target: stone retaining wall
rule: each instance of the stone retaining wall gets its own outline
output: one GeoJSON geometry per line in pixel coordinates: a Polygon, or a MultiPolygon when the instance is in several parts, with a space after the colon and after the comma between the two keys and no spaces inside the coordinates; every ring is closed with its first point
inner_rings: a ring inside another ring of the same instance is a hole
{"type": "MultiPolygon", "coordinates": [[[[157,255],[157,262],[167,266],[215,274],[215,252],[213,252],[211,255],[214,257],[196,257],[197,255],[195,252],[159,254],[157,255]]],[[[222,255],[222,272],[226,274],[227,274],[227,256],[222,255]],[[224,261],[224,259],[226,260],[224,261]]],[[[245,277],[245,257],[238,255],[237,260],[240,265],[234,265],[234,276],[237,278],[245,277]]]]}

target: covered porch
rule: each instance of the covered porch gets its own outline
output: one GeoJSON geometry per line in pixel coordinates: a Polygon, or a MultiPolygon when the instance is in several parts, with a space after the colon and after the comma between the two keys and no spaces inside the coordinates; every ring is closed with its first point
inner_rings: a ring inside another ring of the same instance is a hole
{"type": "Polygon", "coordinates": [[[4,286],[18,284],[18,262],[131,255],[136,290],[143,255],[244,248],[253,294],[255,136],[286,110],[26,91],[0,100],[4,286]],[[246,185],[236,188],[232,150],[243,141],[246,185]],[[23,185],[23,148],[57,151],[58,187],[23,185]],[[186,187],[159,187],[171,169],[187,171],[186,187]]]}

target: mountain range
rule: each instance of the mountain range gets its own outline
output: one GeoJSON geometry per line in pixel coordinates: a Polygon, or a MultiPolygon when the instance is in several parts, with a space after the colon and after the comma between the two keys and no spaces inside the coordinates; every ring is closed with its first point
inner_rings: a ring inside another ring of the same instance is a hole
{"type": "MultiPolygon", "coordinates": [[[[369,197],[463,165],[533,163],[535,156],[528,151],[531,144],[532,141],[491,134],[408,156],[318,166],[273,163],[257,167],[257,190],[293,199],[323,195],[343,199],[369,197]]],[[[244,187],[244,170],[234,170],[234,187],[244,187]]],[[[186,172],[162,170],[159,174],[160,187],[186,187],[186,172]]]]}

══════════

▶ _Written request_: Please rewrite the records above, changing "outline" to "boundary" wherever it appears and leaving everything else as it is.

▶ _Exercise output_:
target: stone retaining wall
rule: each instance of the stone retaining wall gets its own boundary
output: one GeoJSON geometry per line in pixel coordinates: a Polygon, or a MultiPolygon when the instance is in several parts, with a space after the colon and after the comma between the two keys and no spaces inside the coordinates; every ring is closed with its first point
inner_rings: a ring inside another ring of the same instance is a hole
{"type": "MultiPolygon", "coordinates": [[[[157,255],[157,262],[167,266],[215,274],[215,252],[213,252],[211,255],[214,257],[196,257],[197,255],[195,252],[159,254],[157,255]]],[[[222,255],[222,272],[226,274],[227,274],[227,256],[222,255]],[[224,261],[224,259],[226,260],[224,261]]],[[[245,277],[245,257],[238,255],[237,260],[240,265],[234,265],[234,276],[237,278],[245,277]]]]}

target: covered porch
rule: each instance of the covered porch gets its own boundary
output: one GeoJSON geometry per line in pixel coordinates: a Polygon, or a MultiPolygon when the instance is in several parts, with a space after the colon and after the comma between the two keys and no spaces inside the coordinates; every ring is closed with its first point
inner_rings: a ring inside another ring of the same instance is a hole
{"type": "Polygon", "coordinates": [[[4,286],[18,284],[18,262],[131,255],[136,290],[143,255],[244,248],[253,294],[255,136],[286,110],[26,91],[0,100],[4,286]],[[246,185],[236,188],[232,150],[243,141],[246,185]],[[23,185],[23,148],[57,151],[58,187],[23,185]],[[186,187],[159,187],[171,169],[187,171],[186,187]]]}

target: mountain range
rule: each instance of the mountain range gets its own boundary
output: one GeoJSON geometry per line in pixel coordinates: a Polygon, or a MultiPolygon when the instance is in several parts, with a space after the colon and after the comma between the two keys and no spaces inside the coordinates; every ring is closed with its first point
inner_rings: a ring inside another ring of the same instance is a hole
{"type": "MultiPolygon", "coordinates": [[[[369,197],[463,165],[533,163],[535,156],[528,151],[531,144],[532,141],[491,134],[408,156],[318,166],[273,163],[257,167],[257,190],[293,199],[323,195],[343,199],[369,197]]],[[[244,187],[244,170],[234,170],[234,187],[244,187]]],[[[186,172],[162,170],[159,174],[160,187],[186,187],[186,172]]]]}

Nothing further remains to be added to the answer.